_PROBLEM TO SOLVE_:
Copy the part of the records that opens with the line containing "One pin per instance of the white building, set" and closes with the line containing "<point>54,159</point>", both lines included, without changing a character.

↓

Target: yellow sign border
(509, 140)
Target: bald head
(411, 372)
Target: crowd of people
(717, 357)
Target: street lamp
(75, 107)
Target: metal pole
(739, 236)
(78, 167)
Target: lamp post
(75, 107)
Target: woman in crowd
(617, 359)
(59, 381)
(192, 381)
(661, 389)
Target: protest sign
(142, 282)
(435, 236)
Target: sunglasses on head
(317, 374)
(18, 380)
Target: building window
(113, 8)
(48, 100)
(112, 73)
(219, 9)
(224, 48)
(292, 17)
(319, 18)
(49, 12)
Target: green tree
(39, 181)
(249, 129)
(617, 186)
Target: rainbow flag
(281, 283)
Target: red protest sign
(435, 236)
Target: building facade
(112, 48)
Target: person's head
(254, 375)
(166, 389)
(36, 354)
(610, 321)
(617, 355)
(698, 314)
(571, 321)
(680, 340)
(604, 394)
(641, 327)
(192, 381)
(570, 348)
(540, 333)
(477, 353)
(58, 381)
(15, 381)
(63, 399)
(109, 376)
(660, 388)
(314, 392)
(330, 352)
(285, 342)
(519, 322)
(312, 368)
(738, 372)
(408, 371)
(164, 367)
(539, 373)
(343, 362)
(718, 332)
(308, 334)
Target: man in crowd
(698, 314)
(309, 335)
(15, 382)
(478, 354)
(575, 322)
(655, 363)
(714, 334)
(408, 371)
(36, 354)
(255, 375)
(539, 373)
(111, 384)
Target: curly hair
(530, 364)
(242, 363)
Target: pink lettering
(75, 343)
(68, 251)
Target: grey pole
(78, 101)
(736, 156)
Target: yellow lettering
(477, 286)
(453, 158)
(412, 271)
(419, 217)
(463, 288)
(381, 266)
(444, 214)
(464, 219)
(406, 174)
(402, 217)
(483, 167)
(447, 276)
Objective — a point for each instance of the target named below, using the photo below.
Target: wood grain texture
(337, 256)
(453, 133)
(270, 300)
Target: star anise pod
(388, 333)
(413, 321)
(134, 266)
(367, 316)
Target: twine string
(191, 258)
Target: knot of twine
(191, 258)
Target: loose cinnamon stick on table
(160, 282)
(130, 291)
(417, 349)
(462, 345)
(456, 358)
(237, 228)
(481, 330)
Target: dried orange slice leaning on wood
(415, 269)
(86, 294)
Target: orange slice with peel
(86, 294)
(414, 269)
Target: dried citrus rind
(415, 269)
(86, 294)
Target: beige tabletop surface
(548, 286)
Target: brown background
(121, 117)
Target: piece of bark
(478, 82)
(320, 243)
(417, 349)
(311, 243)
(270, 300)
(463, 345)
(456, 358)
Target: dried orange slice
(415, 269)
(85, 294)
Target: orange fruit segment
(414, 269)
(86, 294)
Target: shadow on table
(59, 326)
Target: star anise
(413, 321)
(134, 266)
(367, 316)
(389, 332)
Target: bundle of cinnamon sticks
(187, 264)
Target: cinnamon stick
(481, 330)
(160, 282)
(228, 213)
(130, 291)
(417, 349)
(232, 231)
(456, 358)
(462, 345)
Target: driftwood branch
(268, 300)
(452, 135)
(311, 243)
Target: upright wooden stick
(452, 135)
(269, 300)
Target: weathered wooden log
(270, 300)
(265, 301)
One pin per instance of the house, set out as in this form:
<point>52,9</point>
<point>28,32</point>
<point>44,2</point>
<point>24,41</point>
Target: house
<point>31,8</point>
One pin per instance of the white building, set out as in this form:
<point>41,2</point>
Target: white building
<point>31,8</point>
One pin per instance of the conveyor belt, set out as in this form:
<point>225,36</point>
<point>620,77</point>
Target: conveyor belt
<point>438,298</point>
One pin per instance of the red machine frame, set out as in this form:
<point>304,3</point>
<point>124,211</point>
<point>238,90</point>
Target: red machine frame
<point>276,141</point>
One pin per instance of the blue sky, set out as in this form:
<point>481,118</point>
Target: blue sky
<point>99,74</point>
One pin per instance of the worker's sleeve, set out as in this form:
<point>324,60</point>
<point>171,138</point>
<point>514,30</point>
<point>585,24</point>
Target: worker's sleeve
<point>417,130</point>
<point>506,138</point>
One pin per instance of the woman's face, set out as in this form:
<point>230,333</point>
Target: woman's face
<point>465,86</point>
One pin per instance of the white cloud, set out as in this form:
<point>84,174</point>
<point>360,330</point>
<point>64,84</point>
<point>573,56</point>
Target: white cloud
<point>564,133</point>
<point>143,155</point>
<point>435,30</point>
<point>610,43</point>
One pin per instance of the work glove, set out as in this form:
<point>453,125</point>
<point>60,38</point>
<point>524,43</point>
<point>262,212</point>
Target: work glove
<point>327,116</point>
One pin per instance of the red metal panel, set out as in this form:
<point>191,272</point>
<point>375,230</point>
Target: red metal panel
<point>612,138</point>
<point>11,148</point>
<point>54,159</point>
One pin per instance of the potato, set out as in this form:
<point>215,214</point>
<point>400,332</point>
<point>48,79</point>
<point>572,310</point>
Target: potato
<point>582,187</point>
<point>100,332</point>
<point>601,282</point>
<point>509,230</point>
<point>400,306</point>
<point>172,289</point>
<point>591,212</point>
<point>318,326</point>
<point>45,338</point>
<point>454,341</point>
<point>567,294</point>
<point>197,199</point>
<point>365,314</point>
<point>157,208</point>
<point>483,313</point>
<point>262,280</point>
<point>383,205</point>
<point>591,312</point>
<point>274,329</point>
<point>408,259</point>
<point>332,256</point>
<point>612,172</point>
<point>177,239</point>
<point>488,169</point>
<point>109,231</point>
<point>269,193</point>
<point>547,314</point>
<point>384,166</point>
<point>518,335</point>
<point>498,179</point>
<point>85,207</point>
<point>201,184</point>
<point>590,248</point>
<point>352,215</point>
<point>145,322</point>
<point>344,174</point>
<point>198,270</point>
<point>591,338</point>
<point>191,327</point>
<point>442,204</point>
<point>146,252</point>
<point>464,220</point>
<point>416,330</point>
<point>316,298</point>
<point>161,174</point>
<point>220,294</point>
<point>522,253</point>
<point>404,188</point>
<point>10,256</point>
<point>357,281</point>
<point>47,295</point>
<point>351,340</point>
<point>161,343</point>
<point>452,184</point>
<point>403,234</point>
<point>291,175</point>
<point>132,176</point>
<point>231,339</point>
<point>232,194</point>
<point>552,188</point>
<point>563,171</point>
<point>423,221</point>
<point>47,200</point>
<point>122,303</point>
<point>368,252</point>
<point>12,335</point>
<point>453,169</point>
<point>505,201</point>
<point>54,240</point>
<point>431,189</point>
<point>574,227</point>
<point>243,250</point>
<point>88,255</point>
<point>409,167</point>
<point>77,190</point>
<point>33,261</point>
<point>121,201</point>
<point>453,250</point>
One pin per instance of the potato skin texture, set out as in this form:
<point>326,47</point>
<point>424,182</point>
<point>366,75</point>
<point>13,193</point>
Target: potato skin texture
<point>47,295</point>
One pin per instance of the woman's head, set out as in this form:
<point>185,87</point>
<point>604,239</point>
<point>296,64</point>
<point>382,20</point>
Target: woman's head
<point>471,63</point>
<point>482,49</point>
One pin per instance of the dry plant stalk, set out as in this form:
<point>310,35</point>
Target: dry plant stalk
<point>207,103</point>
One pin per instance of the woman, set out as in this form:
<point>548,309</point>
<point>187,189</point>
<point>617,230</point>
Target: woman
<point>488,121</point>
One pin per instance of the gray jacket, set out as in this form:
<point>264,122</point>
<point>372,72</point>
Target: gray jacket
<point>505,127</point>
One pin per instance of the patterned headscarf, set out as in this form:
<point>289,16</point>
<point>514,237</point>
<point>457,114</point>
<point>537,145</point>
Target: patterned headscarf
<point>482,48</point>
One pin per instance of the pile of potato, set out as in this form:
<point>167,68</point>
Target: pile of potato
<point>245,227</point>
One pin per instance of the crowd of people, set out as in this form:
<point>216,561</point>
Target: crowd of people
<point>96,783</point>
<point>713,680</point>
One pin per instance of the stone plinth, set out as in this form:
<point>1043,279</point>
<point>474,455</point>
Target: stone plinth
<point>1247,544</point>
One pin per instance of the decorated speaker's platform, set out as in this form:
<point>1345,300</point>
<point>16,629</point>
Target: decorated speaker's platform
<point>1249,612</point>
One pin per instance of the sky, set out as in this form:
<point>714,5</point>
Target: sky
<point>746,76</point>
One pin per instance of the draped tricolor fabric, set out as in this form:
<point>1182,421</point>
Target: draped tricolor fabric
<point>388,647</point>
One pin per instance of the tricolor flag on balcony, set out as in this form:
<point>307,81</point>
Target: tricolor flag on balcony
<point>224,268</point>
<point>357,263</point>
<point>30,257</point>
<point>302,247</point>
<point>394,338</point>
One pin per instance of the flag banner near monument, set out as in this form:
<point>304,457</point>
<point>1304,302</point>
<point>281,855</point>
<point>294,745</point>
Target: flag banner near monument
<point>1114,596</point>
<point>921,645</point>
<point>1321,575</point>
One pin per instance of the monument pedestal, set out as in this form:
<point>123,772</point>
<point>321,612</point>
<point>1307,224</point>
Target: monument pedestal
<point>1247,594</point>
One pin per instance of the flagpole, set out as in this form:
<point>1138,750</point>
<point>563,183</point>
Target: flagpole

↑

_WRITTEN REPLY_:
One pin per instance of the white building, set out as in this form:
<point>41,2</point>
Target: white building
<point>31,8</point>
One pin per instance of the conveyor belt, set out as in this form:
<point>225,36</point>
<point>620,77</point>
Target: conveyor belt
<point>438,298</point>
One pin per instance of the red machine frame, set out as in this form:
<point>304,3</point>
<point>124,211</point>
<point>238,90</point>
Target: red machine frame
<point>276,141</point>
One pin per instance of the blue sky, set out as in this form:
<point>481,118</point>
Target: blue sky
<point>99,74</point>
One pin per instance of the worker's sleeve, set out as in this form:
<point>324,60</point>
<point>171,138</point>
<point>514,30</point>
<point>585,24</point>
Target: worker's sleeve
<point>417,130</point>
<point>506,138</point>
One pin per instance of the woman's face, set out as in this form:
<point>230,333</point>
Target: woman's face
<point>465,86</point>
One pin per instance of the white cloud, set out as in this form:
<point>84,174</point>
<point>360,330</point>
<point>64,84</point>
<point>573,56</point>
Target: white cloud
<point>564,133</point>
<point>143,155</point>
<point>435,30</point>
<point>610,43</point>
One pin per instance of the work glove, set out as in this form:
<point>453,125</point>
<point>60,38</point>
<point>524,43</point>
<point>262,212</point>
Target: work glove
<point>327,116</point>
One pin per instance of the red metal panel, set out as in this form:
<point>191,272</point>
<point>375,230</point>
Target: red metal panel
<point>612,138</point>
<point>11,148</point>
<point>54,159</point>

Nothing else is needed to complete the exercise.